[Stated problem 1] Which two brands does the social media analytics article say were mentioned in the US conversations?

Lingua Franca: Mining foreign languages for social media analytics in CPG – part II

Lingua Franca An overview of NLP part 2

When it comes to the beauty and personal care industry, the only constant is change – social media is abuzz with trends that change by the minute; what is in style today, is past tense tomorrow, making the market fairly unpredictable and challenging to thrive in for brands. In a forest of self-expression via. social media (Twitter, Instagram, Snapchat etc.), text analytics plays a vital role in decoding consumer sentiment, mine popular opinion, leverage consumer feedback for innovation and spot current trends in real-time.

That being said, trends can originate anywhere across the globe. One of the key challenges, in cases such as these, is the lack of a language expert to decode the natural language of the target population. Is there a way to tackle this language barrier and overcome it? Part two of this blog series (Lingua Franca: An overview of NLP and translation for social media analytics in CPG – Part I),will throw light on how this challenge can dealt with by illustrating a use-case with some examples from Korean social media data.

Use case: The need to mine foreign languages – why is it necessary and how is it relevant?

For a global cosmetic giant, Latentview Analytics wanted to track beauty trends in US region by analyzing text data from various social media platforms. For a time period of one year, Latentview Analytics analyzed trends in beauty to mine insights from consumer COV and sentiment that could be used by the client to identify trends that could become big in the future. Through advanced social media analytics, we discovered that trends such as ‘K-Beauty’, ‘Korean Skincare’ appeared in the observations mined from US data. Brands such as ‘Innisfree’ and ‘Shiseido’ also found mentions in conversations hence it became necessary for the client to track these trends in their places of origin and to see if there is any pattern or trajectory of Korean and Japanese skincare and cosmetic brands slowly finding footing in the market. By identifying trends in foreign language and also tracking the timelines of these trends appearing in the US market, it would be possible to identify future trends originating from these areas. (Shout out to all the BTS fans out there!). The key challenge was to fit the foreign language data into the existing method of analysis and mine trends from it. Handling the volume, cleaning the data, and separating the relevant from the spam terms formed major focus-areas.

The team had already successfully mined English Social Media Text into meaningful trends and automated the process by coupling Deep Learning models to several NLTK methods (discussed in part 1 of this blog). Now, the relevance of the presence of Korean and Japanese trends in these observations had to be explored. Thus, mining text on social media in the native languages of these countries would provide deep-dive insights on what beauty trends and products were being talked about already in US and how are they dependent on the ones in Korea and Japan.

  • The Data source: Tweets in Korean and Japanese about beauty and personal care
  • The Objective: Mining meaningful beauty trends from those tweets

The language conundrum: lost in translation

Python packages like NLTK have made text mining, Sentiment Analysis, named entity recognition as easy as ABC when it comes to decoding tweets and posts written in English.

(Annotated coordinate records)

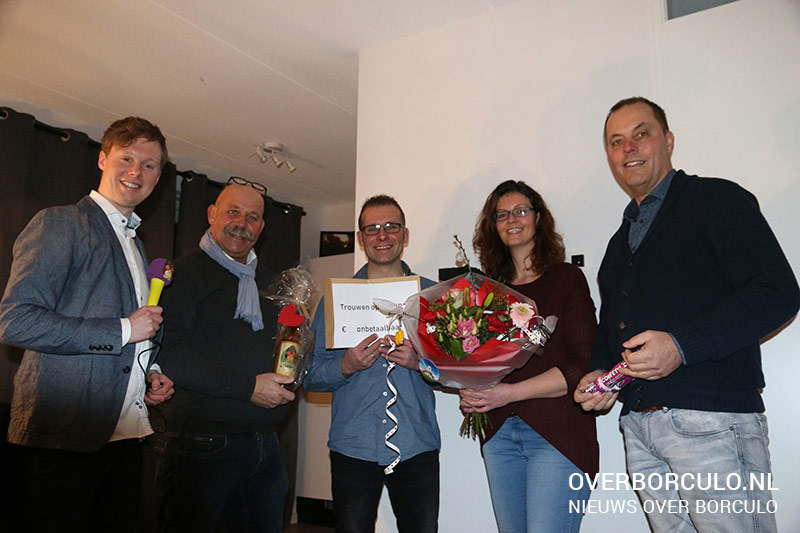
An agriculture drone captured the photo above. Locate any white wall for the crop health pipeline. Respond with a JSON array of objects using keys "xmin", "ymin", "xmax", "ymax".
[{"xmin": 356, "ymin": 0, "xmax": 800, "ymax": 533}]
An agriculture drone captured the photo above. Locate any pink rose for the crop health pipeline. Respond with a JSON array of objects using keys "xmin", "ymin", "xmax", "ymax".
[
  {"xmin": 456, "ymin": 318, "xmax": 475, "ymax": 339},
  {"xmin": 461, "ymin": 335, "xmax": 481, "ymax": 355},
  {"xmin": 508, "ymin": 302, "xmax": 536, "ymax": 329}
]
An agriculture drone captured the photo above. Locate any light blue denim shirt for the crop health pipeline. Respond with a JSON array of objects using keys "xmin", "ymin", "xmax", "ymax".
[
  {"xmin": 623, "ymin": 168, "xmax": 686, "ymax": 364},
  {"xmin": 303, "ymin": 263, "xmax": 441, "ymax": 465}
]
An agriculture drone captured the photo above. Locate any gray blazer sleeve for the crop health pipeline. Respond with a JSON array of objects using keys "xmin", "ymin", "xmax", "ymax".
[{"xmin": 0, "ymin": 206, "xmax": 126, "ymax": 355}]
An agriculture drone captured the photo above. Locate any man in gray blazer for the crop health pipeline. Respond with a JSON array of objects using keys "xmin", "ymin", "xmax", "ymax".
[{"xmin": 0, "ymin": 117, "xmax": 173, "ymax": 531}]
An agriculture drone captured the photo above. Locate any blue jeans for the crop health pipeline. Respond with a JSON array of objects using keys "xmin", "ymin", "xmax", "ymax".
[
  {"xmin": 159, "ymin": 433, "xmax": 288, "ymax": 533},
  {"xmin": 483, "ymin": 416, "xmax": 591, "ymax": 533},
  {"xmin": 331, "ymin": 450, "xmax": 439, "ymax": 533},
  {"xmin": 620, "ymin": 408, "xmax": 777, "ymax": 533}
]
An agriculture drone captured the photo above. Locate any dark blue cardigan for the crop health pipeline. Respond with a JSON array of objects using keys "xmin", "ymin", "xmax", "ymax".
[{"xmin": 592, "ymin": 171, "xmax": 800, "ymax": 415}]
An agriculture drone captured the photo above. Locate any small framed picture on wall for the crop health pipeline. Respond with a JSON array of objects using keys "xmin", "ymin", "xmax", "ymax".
[{"xmin": 319, "ymin": 231, "xmax": 356, "ymax": 257}]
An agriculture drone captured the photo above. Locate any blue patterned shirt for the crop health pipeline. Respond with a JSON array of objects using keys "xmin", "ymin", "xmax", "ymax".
[{"xmin": 303, "ymin": 263, "xmax": 441, "ymax": 466}]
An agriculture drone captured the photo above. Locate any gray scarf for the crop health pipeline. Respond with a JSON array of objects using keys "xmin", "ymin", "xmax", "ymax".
[{"xmin": 200, "ymin": 229, "xmax": 264, "ymax": 331}]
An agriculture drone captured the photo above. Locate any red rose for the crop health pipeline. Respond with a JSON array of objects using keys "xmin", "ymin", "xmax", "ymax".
[{"xmin": 487, "ymin": 313, "xmax": 508, "ymax": 333}]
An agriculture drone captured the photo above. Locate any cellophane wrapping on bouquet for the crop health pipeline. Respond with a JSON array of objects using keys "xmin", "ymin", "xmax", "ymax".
[{"xmin": 388, "ymin": 272, "xmax": 558, "ymax": 438}]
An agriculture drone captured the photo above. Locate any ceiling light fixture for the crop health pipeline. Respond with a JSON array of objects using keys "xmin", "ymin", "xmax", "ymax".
[{"xmin": 253, "ymin": 141, "xmax": 297, "ymax": 172}]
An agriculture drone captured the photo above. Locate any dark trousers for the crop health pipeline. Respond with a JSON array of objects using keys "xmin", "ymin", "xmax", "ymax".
[
  {"xmin": 158, "ymin": 433, "xmax": 288, "ymax": 533},
  {"xmin": 331, "ymin": 450, "xmax": 439, "ymax": 533},
  {"xmin": 20, "ymin": 439, "xmax": 142, "ymax": 533}
]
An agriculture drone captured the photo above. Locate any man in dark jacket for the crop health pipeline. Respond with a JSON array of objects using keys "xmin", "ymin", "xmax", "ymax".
[{"xmin": 575, "ymin": 97, "xmax": 800, "ymax": 532}]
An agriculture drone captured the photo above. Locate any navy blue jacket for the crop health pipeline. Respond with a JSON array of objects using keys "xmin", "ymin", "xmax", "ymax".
[{"xmin": 592, "ymin": 171, "xmax": 800, "ymax": 415}]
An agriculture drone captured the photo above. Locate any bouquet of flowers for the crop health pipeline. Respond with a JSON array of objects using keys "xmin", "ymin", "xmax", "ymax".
[{"xmin": 375, "ymin": 237, "xmax": 558, "ymax": 438}]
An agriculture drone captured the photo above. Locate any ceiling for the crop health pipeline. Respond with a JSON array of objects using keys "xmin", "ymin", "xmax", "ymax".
[{"xmin": 0, "ymin": 0, "xmax": 515, "ymax": 206}]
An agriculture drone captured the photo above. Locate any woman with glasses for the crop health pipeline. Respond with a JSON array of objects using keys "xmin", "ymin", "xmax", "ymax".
[{"xmin": 460, "ymin": 180, "xmax": 599, "ymax": 533}]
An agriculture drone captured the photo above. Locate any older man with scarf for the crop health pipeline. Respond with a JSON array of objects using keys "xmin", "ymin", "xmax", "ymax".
[{"xmin": 159, "ymin": 178, "xmax": 294, "ymax": 533}]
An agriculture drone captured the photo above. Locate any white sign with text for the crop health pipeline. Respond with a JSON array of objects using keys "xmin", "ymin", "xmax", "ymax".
[{"xmin": 325, "ymin": 276, "xmax": 420, "ymax": 349}]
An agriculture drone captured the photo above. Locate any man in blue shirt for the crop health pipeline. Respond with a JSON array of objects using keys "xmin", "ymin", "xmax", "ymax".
[
  {"xmin": 575, "ymin": 97, "xmax": 800, "ymax": 532},
  {"xmin": 303, "ymin": 195, "xmax": 441, "ymax": 533}
]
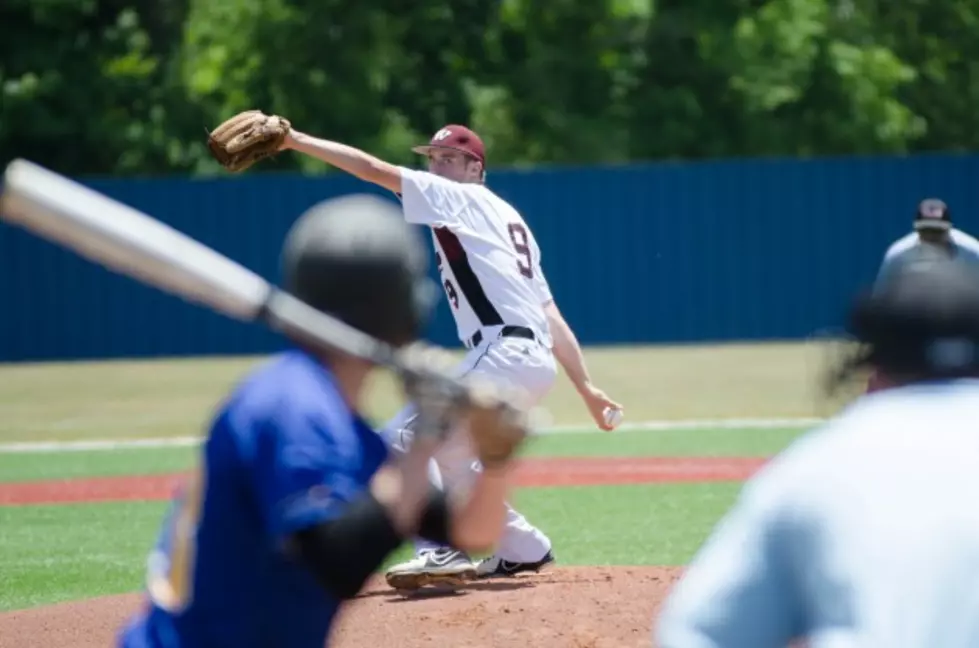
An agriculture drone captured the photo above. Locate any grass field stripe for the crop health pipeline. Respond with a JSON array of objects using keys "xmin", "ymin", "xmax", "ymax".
[{"xmin": 0, "ymin": 418, "xmax": 822, "ymax": 454}]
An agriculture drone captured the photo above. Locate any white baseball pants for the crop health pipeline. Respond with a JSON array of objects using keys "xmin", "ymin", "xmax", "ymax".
[{"xmin": 381, "ymin": 331, "xmax": 557, "ymax": 562}]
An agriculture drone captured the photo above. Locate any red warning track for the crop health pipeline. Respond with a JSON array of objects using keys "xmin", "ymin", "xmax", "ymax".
[{"xmin": 0, "ymin": 457, "xmax": 765, "ymax": 506}]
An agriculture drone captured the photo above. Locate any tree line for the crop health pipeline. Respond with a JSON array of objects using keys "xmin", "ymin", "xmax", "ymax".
[{"xmin": 0, "ymin": 0, "xmax": 979, "ymax": 176}]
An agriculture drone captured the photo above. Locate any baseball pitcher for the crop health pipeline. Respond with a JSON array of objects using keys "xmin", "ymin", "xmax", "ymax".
[
  {"xmin": 204, "ymin": 111, "xmax": 621, "ymax": 590},
  {"xmin": 117, "ymin": 198, "xmax": 526, "ymax": 648}
]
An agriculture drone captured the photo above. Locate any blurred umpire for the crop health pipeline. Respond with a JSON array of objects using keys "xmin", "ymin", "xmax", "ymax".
[
  {"xmin": 867, "ymin": 198, "xmax": 979, "ymax": 392},
  {"xmin": 656, "ymin": 243, "xmax": 979, "ymax": 648}
]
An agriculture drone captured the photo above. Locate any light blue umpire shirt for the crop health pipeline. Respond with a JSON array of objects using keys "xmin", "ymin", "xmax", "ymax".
[
  {"xmin": 654, "ymin": 379, "xmax": 979, "ymax": 648},
  {"xmin": 875, "ymin": 228, "xmax": 979, "ymax": 286}
]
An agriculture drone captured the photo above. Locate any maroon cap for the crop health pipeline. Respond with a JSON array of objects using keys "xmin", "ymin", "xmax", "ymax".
[{"xmin": 411, "ymin": 124, "xmax": 486, "ymax": 166}]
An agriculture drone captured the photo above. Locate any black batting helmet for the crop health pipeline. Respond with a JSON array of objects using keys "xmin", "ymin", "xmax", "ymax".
[
  {"xmin": 282, "ymin": 194, "xmax": 437, "ymax": 346},
  {"xmin": 848, "ymin": 244, "xmax": 979, "ymax": 379}
]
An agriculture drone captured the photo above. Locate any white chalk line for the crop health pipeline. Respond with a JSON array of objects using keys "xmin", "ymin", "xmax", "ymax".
[{"xmin": 0, "ymin": 418, "xmax": 823, "ymax": 454}]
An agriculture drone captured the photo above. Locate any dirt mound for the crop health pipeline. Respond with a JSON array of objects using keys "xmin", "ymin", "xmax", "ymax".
[{"xmin": 0, "ymin": 567, "xmax": 680, "ymax": 648}]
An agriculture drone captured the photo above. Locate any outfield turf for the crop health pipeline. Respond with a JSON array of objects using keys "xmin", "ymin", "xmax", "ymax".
[{"xmin": 0, "ymin": 344, "xmax": 844, "ymax": 443}]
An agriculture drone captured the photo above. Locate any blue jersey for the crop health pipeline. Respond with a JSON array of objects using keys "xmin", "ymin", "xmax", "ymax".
[{"xmin": 119, "ymin": 351, "xmax": 388, "ymax": 648}]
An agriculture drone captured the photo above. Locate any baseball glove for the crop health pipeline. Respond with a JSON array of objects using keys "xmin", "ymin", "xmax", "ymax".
[
  {"xmin": 464, "ymin": 377, "xmax": 530, "ymax": 468},
  {"xmin": 207, "ymin": 110, "xmax": 292, "ymax": 173}
]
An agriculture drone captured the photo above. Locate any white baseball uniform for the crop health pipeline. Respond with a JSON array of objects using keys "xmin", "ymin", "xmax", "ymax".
[{"xmin": 383, "ymin": 168, "xmax": 557, "ymax": 562}]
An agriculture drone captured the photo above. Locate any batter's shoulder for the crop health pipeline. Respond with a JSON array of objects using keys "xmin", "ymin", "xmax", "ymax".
[{"xmin": 214, "ymin": 351, "xmax": 336, "ymax": 434}]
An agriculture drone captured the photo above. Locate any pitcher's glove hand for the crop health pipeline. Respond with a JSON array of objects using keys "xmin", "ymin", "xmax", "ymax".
[
  {"xmin": 464, "ymin": 377, "xmax": 530, "ymax": 469},
  {"xmin": 207, "ymin": 110, "xmax": 292, "ymax": 173},
  {"xmin": 401, "ymin": 343, "xmax": 467, "ymax": 443}
]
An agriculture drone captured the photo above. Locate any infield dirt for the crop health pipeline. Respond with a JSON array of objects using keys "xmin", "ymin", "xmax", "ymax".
[{"xmin": 0, "ymin": 458, "xmax": 763, "ymax": 648}]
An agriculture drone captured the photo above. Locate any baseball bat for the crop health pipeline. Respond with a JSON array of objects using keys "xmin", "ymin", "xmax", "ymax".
[{"xmin": 0, "ymin": 159, "xmax": 402, "ymax": 374}]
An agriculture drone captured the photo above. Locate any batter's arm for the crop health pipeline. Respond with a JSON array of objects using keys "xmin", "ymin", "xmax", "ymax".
[{"xmin": 282, "ymin": 129, "xmax": 401, "ymax": 194}]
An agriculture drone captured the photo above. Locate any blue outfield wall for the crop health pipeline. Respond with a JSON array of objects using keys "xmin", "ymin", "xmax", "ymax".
[{"xmin": 0, "ymin": 156, "xmax": 979, "ymax": 361}]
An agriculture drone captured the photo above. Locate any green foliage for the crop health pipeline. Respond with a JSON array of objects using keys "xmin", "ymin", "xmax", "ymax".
[{"xmin": 0, "ymin": 0, "xmax": 979, "ymax": 175}]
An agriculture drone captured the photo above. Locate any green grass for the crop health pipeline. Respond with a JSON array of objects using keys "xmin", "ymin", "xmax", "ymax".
[
  {"xmin": 0, "ymin": 343, "xmax": 844, "ymax": 443},
  {"xmin": 0, "ymin": 429, "xmax": 801, "ymax": 483},
  {"xmin": 0, "ymin": 502, "xmax": 166, "ymax": 610},
  {"xmin": 0, "ymin": 448, "xmax": 197, "ymax": 483},
  {"xmin": 0, "ymin": 344, "xmax": 826, "ymax": 610},
  {"xmin": 0, "ymin": 484, "xmax": 740, "ymax": 611}
]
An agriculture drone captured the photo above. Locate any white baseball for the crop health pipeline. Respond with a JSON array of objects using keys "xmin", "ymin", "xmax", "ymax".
[{"xmin": 605, "ymin": 407, "xmax": 623, "ymax": 428}]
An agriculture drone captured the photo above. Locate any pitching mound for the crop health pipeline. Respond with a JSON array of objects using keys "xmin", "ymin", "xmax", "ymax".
[{"xmin": 0, "ymin": 567, "xmax": 680, "ymax": 648}]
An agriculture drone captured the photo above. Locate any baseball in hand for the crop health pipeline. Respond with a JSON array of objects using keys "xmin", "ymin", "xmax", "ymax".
[{"xmin": 605, "ymin": 407, "xmax": 623, "ymax": 428}]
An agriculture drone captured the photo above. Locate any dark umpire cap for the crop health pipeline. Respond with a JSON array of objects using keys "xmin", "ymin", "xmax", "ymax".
[
  {"xmin": 849, "ymin": 244, "xmax": 979, "ymax": 379},
  {"xmin": 411, "ymin": 124, "xmax": 486, "ymax": 167},
  {"xmin": 282, "ymin": 194, "xmax": 436, "ymax": 346},
  {"xmin": 914, "ymin": 198, "xmax": 952, "ymax": 230}
]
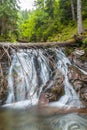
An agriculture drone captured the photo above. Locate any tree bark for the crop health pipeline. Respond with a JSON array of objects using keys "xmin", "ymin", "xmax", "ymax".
[{"xmin": 77, "ymin": 0, "xmax": 84, "ymax": 34}]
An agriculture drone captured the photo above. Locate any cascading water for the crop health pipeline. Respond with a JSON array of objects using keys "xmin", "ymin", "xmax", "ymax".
[{"xmin": 6, "ymin": 48, "xmax": 83, "ymax": 107}]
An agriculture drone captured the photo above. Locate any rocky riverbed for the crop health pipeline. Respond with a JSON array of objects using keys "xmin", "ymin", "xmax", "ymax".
[{"xmin": 0, "ymin": 45, "xmax": 87, "ymax": 106}]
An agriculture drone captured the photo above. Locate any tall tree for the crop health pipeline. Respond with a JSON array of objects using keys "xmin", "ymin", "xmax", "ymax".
[
  {"xmin": 71, "ymin": 0, "xmax": 76, "ymax": 21},
  {"xmin": 77, "ymin": 0, "xmax": 84, "ymax": 34}
]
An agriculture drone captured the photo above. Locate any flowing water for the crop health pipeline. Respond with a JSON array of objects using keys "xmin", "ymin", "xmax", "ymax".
[
  {"xmin": 6, "ymin": 48, "xmax": 83, "ymax": 107},
  {"xmin": 0, "ymin": 48, "xmax": 87, "ymax": 130}
]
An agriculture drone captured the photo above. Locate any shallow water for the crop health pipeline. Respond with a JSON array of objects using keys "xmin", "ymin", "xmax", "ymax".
[{"xmin": 0, "ymin": 107, "xmax": 87, "ymax": 130}]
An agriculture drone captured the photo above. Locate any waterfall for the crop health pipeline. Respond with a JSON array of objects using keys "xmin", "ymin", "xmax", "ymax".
[{"xmin": 3, "ymin": 48, "xmax": 83, "ymax": 107}]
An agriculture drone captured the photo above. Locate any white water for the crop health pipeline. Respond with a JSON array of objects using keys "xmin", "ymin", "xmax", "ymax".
[{"xmin": 5, "ymin": 48, "xmax": 83, "ymax": 108}]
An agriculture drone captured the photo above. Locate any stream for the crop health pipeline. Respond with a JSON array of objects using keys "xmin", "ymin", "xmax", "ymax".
[{"xmin": 0, "ymin": 48, "xmax": 87, "ymax": 130}]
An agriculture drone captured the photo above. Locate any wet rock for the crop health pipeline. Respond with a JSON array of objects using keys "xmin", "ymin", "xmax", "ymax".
[
  {"xmin": 0, "ymin": 77, "xmax": 7, "ymax": 105},
  {"xmin": 69, "ymin": 49, "xmax": 87, "ymax": 72},
  {"xmin": 38, "ymin": 93, "xmax": 49, "ymax": 106},
  {"xmin": 42, "ymin": 71, "xmax": 64, "ymax": 102},
  {"xmin": 68, "ymin": 65, "xmax": 87, "ymax": 106}
]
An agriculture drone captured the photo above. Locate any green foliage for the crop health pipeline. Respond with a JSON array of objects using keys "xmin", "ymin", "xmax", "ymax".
[{"xmin": 0, "ymin": 0, "xmax": 87, "ymax": 42}]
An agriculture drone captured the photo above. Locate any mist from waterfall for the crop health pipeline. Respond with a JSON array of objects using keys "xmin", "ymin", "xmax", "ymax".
[{"xmin": 6, "ymin": 48, "xmax": 83, "ymax": 107}]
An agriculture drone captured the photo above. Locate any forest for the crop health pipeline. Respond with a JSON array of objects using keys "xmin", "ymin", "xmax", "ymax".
[{"xmin": 0, "ymin": 0, "xmax": 87, "ymax": 42}]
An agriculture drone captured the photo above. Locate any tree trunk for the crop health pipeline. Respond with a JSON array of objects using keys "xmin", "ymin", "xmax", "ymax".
[
  {"xmin": 71, "ymin": 0, "xmax": 76, "ymax": 21},
  {"xmin": 77, "ymin": 0, "xmax": 84, "ymax": 34}
]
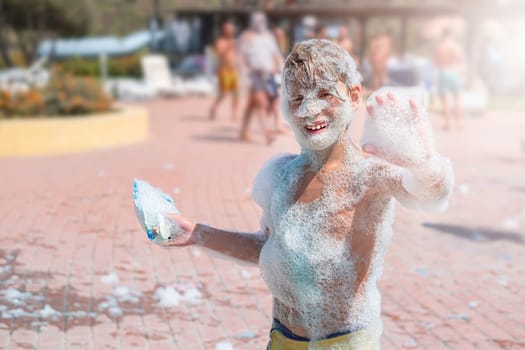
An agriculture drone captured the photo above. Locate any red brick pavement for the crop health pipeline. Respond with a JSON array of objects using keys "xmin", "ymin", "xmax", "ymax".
[{"xmin": 0, "ymin": 98, "xmax": 525, "ymax": 350}]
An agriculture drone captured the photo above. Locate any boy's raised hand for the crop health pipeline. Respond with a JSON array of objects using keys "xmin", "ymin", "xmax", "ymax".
[{"xmin": 361, "ymin": 91, "xmax": 434, "ymax": 167}]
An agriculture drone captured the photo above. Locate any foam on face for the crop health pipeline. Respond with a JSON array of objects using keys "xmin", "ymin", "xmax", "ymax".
[
  {"xmin": 133, "ymin": 180, "xmax": 185, "ymax": 245},
  {"xmin": 283, "ymin": 84, "xmax": 355, "ymax": 154}
]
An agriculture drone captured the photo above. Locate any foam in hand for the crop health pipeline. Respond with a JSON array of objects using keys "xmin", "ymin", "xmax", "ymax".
[
  {"xmin": 133, "ymin": 179, "xmax": 184, "ymax": 245},
  {"xmin": 361, "ymin": 88, "xmax": 434, "ymax": 165}
]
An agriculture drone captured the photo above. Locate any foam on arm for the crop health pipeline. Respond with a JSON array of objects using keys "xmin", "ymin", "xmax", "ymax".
[{"xmin": 392, "ymin": 153, "xmax": 454, "ymax": 211}]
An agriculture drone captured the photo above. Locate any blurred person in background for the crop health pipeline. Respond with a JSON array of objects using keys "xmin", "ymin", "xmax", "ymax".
[
  {"xmin": 163, "ymin": 12, "xmax": 191, "ymax": 68},
  {"xmin": 368, "ymin": 31, "xmax": 392, "ymax": 90},
  {"xmin": 434, "ymin": 28, "xmax": 465, "ymax": 130},
  {"xmin": 240, "ymin": 12, "xmax": 283, "ymax": 144},
  {"xmin": 315, "ymin": 23, "xmax": 328, "ymax": 39},
  {"xmin": 336, "ymin": 26, "xmax": 355, "ymax": 60},
  {"xmin": 210, "ymin": 21, "xmax": 239, "ymax": 120}
]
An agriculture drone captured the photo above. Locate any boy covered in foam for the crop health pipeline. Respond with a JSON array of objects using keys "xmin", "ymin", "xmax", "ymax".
[{"xmin": 154, "ymin": 39, "xmax": 453, "ymax": 350}]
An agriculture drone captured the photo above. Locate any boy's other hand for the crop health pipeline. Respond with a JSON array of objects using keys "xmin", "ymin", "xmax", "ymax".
[{"xmin": 165, "ymin": 214, "xmax": 197, "ymax": 247}]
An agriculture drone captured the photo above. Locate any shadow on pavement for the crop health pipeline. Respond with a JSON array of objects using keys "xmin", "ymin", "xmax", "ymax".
[{"xmin": 423, "ymin": 222, "xmax": 525, "ymax": 244}]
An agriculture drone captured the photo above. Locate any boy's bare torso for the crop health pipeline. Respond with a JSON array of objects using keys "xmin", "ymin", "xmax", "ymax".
[{"xmin": 260, "ymin": 151, "xmax": 392, "ymax": 338}]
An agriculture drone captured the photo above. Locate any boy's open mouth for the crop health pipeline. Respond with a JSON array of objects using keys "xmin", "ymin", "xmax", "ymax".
[{"xmin": 304, "ymin": 121, "xmax": 328, "ymax": 135}]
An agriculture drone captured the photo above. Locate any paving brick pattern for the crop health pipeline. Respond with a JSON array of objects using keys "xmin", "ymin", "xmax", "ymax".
[{"xmin": 0, "ymin": 98, "xmax": 525, "ymax": 350}]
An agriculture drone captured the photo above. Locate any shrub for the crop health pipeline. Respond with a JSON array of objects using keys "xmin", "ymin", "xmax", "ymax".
[{"xmin": 0, "ymin": 69, "xmax": 112, "ymax": 117}]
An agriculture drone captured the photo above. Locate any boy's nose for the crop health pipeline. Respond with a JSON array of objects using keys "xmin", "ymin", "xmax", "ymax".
[{"xmin": 295, "ymin": 99, "xmax": 325, "ymax": 118}]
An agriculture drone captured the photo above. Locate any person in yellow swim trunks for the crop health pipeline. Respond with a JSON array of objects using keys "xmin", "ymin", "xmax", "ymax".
[
  {"xmin": 209, "ymin": 21, "xmax": 239, "ymax": 120},
  {"xmin": 266, "ymin": 320, "xmax": 379, "ymax": 350}
]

[Stated problem 2] In the records, starting at the line containing "any boy's nose" and ending at the end of the records, swap "crop health pipeline" for "field survey pipeline". Return only those lines, with nothing else changed.

[Exercise answer 1] Innisfree and Shiseido.

[Exercise answer 2]
An agriculture drone captured the photo above. Locate any boy's nose for the field survey pipeline. Respond with a JSON array of objects using keys "xmin", "ymin", "xmax", "ymax".
[{"xmin": 295, "ymin": 99, "xmax": 325, "ymax": 118}]
An agriculture drone captured the photo above. Locate any person in yellow swim trunks for the field survey pipeline. Respond with a JSON array of objects using keys "xmin", "ymin", "xmax", "ymax".
[
  {"xmin": 209, "ymin": 21, "xmax": 239, "ymax": 120},
  {"xmin": 266, "ymin": 320, "xmax": 379, "ymax": 350}
]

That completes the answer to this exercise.